◆ Problem statement
In the records below, pick out all lines containing the word "block".

BEGIN The data

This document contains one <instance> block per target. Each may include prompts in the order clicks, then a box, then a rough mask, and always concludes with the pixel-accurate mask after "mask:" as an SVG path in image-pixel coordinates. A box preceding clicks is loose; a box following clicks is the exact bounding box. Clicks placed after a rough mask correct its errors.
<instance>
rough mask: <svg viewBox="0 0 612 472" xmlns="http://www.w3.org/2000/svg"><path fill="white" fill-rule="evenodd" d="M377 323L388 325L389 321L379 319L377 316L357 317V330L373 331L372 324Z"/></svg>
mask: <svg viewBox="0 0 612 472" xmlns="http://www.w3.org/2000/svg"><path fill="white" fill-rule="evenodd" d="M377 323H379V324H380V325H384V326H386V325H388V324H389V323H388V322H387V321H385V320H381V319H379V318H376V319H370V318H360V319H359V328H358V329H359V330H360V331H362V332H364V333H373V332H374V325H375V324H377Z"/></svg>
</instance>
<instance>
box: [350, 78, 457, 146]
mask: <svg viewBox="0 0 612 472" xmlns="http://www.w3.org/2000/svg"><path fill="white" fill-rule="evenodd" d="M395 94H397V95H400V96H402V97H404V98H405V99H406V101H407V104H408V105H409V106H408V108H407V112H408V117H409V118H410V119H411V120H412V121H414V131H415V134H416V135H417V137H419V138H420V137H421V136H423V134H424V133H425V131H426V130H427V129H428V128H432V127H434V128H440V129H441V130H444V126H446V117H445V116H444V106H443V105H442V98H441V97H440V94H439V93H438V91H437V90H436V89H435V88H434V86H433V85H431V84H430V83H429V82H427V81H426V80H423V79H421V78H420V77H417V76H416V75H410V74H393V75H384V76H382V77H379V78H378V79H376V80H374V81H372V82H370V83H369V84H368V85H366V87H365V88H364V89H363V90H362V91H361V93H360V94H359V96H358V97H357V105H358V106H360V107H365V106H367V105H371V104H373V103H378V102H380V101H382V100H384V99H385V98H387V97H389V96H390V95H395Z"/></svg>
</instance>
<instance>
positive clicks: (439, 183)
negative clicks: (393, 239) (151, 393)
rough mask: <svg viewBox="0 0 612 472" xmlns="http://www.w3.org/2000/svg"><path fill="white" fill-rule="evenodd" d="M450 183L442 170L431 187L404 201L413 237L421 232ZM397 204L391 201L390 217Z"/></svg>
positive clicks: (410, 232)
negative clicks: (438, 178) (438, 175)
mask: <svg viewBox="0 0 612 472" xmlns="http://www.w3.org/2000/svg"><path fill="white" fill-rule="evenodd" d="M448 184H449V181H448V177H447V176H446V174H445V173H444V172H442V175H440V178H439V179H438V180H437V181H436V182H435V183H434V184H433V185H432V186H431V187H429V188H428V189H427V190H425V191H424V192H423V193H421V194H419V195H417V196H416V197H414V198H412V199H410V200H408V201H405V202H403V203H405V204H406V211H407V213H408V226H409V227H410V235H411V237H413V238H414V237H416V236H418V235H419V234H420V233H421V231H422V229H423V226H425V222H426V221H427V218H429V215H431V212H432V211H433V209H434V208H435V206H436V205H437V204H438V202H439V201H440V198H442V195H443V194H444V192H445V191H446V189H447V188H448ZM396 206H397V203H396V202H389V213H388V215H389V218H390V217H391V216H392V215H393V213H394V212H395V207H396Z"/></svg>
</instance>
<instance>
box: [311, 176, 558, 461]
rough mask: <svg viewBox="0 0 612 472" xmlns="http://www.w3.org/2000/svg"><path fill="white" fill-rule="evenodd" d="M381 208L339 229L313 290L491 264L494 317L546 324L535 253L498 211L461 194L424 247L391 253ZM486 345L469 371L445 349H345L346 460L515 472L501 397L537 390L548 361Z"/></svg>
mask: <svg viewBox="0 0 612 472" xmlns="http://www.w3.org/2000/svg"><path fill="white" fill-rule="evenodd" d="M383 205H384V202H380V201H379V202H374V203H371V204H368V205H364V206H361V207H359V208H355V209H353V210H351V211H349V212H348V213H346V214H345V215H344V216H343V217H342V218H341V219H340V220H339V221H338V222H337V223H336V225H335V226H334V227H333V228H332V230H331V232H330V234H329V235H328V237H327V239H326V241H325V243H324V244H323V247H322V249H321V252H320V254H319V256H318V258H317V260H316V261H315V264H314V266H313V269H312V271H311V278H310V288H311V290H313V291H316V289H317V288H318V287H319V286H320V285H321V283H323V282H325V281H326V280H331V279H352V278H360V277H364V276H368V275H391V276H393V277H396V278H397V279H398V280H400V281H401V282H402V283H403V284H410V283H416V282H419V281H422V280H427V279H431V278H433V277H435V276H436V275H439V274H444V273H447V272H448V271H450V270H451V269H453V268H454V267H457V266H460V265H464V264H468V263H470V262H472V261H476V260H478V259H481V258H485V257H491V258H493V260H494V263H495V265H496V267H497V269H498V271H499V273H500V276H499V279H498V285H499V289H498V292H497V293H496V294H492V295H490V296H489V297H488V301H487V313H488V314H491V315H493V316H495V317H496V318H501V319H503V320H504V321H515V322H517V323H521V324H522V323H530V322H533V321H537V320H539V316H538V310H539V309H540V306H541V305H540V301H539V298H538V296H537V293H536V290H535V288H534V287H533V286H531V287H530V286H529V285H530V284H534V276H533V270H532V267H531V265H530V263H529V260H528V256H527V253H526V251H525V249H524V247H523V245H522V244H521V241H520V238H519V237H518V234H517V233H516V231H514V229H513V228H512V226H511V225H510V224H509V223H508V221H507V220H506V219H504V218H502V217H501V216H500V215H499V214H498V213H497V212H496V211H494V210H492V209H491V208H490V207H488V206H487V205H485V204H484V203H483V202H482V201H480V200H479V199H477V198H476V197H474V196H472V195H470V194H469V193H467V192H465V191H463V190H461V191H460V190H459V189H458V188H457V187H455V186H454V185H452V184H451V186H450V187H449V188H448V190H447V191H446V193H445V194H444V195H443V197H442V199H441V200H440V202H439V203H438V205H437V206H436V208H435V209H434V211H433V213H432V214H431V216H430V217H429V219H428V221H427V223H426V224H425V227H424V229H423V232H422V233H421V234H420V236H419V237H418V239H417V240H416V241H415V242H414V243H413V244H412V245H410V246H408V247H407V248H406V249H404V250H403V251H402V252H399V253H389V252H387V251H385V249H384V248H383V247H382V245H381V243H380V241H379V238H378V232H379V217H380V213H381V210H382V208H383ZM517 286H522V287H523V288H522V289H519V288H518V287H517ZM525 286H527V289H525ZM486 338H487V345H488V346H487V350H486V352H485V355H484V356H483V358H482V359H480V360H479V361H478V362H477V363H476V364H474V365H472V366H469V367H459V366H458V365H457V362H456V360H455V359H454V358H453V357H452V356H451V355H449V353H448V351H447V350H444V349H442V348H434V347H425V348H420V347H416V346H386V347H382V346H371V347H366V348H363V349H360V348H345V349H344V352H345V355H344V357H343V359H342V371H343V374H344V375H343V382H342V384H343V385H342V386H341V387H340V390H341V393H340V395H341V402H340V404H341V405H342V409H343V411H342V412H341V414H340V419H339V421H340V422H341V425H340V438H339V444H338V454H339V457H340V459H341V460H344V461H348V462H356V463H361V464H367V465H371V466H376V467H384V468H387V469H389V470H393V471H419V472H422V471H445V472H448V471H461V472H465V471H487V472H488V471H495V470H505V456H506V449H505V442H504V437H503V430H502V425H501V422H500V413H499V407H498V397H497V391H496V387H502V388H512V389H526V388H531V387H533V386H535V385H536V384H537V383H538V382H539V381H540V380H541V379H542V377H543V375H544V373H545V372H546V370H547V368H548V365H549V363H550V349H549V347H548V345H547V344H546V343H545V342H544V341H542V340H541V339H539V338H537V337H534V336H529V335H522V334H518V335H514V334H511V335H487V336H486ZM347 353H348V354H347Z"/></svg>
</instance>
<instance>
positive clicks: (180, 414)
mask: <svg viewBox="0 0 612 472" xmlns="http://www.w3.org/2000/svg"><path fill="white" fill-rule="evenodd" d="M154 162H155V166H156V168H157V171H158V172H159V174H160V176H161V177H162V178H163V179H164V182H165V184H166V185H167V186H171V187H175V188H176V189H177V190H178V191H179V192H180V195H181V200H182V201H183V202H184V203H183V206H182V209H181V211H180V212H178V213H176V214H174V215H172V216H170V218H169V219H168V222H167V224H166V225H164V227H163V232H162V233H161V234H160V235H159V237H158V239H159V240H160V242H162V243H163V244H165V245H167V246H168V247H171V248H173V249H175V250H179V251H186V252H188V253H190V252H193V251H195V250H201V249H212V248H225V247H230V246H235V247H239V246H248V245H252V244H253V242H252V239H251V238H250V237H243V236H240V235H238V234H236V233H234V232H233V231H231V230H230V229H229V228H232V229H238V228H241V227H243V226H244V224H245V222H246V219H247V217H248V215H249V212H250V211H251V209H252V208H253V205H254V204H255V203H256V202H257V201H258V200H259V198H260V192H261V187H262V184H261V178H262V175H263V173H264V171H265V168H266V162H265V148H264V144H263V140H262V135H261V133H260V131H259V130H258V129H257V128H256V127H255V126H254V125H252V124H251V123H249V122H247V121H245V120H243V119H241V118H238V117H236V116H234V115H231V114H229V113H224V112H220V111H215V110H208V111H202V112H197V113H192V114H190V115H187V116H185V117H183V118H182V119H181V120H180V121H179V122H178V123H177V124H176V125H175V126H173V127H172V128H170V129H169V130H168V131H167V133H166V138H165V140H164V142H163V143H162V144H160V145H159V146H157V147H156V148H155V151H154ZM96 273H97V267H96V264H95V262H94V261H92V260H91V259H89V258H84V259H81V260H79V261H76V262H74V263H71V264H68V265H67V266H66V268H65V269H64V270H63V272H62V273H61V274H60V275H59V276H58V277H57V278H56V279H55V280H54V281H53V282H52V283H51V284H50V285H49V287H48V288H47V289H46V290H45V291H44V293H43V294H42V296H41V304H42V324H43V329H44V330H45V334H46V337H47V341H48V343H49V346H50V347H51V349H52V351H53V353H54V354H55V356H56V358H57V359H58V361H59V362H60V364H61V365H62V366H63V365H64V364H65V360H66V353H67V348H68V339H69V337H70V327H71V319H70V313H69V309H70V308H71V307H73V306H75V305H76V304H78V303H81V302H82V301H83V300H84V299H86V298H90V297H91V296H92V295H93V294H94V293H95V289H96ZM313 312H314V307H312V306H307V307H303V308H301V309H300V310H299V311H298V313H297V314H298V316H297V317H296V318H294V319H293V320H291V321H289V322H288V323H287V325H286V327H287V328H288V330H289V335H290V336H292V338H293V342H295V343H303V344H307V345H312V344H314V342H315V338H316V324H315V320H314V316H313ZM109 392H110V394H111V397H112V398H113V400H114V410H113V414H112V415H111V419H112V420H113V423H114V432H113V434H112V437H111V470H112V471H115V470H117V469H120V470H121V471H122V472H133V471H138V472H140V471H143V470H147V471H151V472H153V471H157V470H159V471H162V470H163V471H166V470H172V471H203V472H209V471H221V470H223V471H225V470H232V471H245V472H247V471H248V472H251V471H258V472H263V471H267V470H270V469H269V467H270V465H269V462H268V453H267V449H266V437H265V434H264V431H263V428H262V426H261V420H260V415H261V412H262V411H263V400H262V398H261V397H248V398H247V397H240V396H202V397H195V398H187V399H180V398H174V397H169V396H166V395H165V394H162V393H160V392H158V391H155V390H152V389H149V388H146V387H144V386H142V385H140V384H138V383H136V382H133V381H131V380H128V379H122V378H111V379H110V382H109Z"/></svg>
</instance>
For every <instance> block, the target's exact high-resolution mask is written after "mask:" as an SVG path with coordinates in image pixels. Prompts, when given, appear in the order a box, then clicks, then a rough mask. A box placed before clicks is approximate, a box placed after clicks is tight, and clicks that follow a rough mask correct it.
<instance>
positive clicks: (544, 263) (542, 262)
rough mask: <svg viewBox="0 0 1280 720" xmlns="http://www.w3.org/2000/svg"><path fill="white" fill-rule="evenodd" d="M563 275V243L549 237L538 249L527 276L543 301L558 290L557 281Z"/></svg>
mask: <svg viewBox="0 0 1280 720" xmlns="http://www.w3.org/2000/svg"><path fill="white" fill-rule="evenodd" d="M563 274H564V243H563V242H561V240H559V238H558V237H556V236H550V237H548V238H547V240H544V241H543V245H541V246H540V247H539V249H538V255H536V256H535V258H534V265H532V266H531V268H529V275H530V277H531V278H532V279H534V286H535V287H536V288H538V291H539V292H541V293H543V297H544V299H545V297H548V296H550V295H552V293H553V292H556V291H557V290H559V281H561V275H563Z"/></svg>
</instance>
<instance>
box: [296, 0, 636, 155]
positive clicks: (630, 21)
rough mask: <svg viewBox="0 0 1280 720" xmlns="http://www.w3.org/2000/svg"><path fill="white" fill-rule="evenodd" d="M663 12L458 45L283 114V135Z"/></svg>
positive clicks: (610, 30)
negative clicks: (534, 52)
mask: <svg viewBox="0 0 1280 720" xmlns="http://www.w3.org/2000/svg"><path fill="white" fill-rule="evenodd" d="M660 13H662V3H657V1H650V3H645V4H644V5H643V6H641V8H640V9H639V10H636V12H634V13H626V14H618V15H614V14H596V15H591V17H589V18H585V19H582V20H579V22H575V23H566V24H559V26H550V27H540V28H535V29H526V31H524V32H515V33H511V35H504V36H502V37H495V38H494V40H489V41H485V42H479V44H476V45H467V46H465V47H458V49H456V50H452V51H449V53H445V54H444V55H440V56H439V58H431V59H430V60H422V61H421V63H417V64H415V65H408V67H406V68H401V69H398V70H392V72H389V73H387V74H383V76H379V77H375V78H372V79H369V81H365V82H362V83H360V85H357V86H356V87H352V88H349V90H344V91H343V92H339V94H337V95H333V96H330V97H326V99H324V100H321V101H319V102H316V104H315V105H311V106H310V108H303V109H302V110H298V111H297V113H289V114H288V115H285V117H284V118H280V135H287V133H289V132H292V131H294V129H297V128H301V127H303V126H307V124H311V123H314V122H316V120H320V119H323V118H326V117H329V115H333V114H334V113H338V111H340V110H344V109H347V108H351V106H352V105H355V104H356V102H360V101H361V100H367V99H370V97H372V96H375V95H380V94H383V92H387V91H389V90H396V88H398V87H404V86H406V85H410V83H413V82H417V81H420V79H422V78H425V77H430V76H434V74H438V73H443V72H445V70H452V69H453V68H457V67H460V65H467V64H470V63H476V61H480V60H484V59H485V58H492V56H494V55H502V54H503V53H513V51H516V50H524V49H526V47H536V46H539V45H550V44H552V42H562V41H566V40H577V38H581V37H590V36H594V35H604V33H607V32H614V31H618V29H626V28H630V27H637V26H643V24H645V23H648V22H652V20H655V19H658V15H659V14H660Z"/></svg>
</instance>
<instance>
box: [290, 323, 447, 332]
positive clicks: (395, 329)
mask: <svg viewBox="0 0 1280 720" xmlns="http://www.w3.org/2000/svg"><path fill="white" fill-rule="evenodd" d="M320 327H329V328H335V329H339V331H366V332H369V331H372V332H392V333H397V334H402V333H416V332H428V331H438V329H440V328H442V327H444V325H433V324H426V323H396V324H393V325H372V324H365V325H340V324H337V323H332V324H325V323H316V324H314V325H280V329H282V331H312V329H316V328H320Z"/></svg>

END The data

◆ Task answer
This document contains one <instance> block per target. Each may include prompts in the order clicks, then a box, then a rough mask, and always concludes with the pixel-accurate mask after "mask:" as an SVG path in image-pixel coordinates. A box preceding clicks is loose; a box following clicks is the exact bounding box. Clicks placed after a rough mask correct its errors.
For every <instance> block, the target's exact high-resolution mask is written after "mask:" as an SVG path with coordinates in image pixels. Prompts, when given, appear in the order a box, then clicks, then a rough mask. A box placed before clicks is approximate, a box placed after clicks is tight, and clicks that follow a rough mask correct it.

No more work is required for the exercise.